[Stored records]
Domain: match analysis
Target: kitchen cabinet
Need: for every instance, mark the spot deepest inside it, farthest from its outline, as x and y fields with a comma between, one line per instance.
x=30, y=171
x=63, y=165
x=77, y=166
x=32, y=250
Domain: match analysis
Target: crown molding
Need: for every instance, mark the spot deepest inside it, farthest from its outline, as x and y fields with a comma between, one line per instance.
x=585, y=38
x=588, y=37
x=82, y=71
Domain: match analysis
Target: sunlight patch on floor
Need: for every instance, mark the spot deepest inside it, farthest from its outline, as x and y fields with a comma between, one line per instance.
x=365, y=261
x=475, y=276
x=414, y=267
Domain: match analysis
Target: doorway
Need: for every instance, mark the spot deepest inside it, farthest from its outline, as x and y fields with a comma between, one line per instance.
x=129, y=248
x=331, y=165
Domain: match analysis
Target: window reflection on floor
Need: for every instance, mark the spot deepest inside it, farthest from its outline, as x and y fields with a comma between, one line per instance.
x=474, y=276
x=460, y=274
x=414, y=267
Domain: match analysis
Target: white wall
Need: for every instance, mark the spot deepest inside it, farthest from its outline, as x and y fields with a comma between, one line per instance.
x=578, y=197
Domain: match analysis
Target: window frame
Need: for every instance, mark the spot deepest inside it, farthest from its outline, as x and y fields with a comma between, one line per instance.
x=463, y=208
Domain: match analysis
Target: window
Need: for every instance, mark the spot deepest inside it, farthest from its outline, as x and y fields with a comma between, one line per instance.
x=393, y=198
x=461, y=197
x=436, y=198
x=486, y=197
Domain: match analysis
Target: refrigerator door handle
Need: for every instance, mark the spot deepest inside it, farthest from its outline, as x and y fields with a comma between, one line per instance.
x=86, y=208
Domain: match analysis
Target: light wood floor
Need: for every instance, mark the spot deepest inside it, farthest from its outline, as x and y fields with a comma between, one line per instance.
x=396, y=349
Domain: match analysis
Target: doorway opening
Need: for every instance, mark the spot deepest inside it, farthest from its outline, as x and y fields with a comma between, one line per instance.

• [Set task]:
Recopy all the lines exactly as they appear.

• [Expected answer]:
Domain: match analysis
Target: kitchen cabinet
Need: for every instance, mark the spot deepest inside it, farthest from its outline, as x and y fields with a comma between, one line per instance.
x=30, y=171
x=63, y=165
x=77, y=166
x=32, y=250
Domain: match analysis
Target: crown molding
Need: for every instance, mark the spot deepest inside it, farthest from its outline, as x and y fields with a comma between, one line per instance.
x=585, y=38
x=588, y=37
x=82, y=71
Domain: match analysis
Target: sunlight patch on floor
Need: for every instance, mark the spot deepest inside it, farthest from its outline, as x and y fields with a comma between, one line per instance.
x=365, y=261
x=475, y=276
x=414, y=267
Domain: match analysis
Target: doorway
Need: for every instance, mark the spot deepest inside it, farthest from its outline, as x and y fields with a comma between, one line per instance.
x=129, y=248
x=331, y=165
Domain: match analysis
Target: window reflection on floor
Need: for every instance, mark the spot deepest inside it, farthest from its outline, as x and y fields with a comma between, one line per instance.
x=474, y=276
x=460, y=274
x=414, y=267
Domain: match analysis
Target: white wall
Need: for every instance, mark the spot deepest inside it, farthest from its outline, as x and y fields with a comma between, one line per instance.
x=578, y=197
Domain: match analysis
Target: window frame
Need: for every instance, mark the spot deepest inside it, farthest from its outline, as x and y fields with a comma between, one line per instance.
x=463, y=208
Domain: match analysis
Target: window
Need: for every instance, mark the spot deepest inside it, farthest from its outline, as x and y fields with a comma between, one line per instance.
x=393, y=198
x=461, y=197
x=436, y=198
x=486, y=197
Domain: match analysis
Target: refrigerator door handle
Need: for every instance, mark the spot deepest inside it, farthest from its outline, as x and y fields with a comma between, one line per instance.
x=86, y=208
Domain: match analysis
Target: light wood floor
Need: for every instance, mark the spot deepest inside it, farthest from its outline, as x and y fields with a comma between, one line per instance.
x=396, y=349
Domain: match analysis
Target: doorway opening
Need: for every instance, mark the spot deepest inside it, farthest from its outline, as x and y fields with a comma between, one line per instance.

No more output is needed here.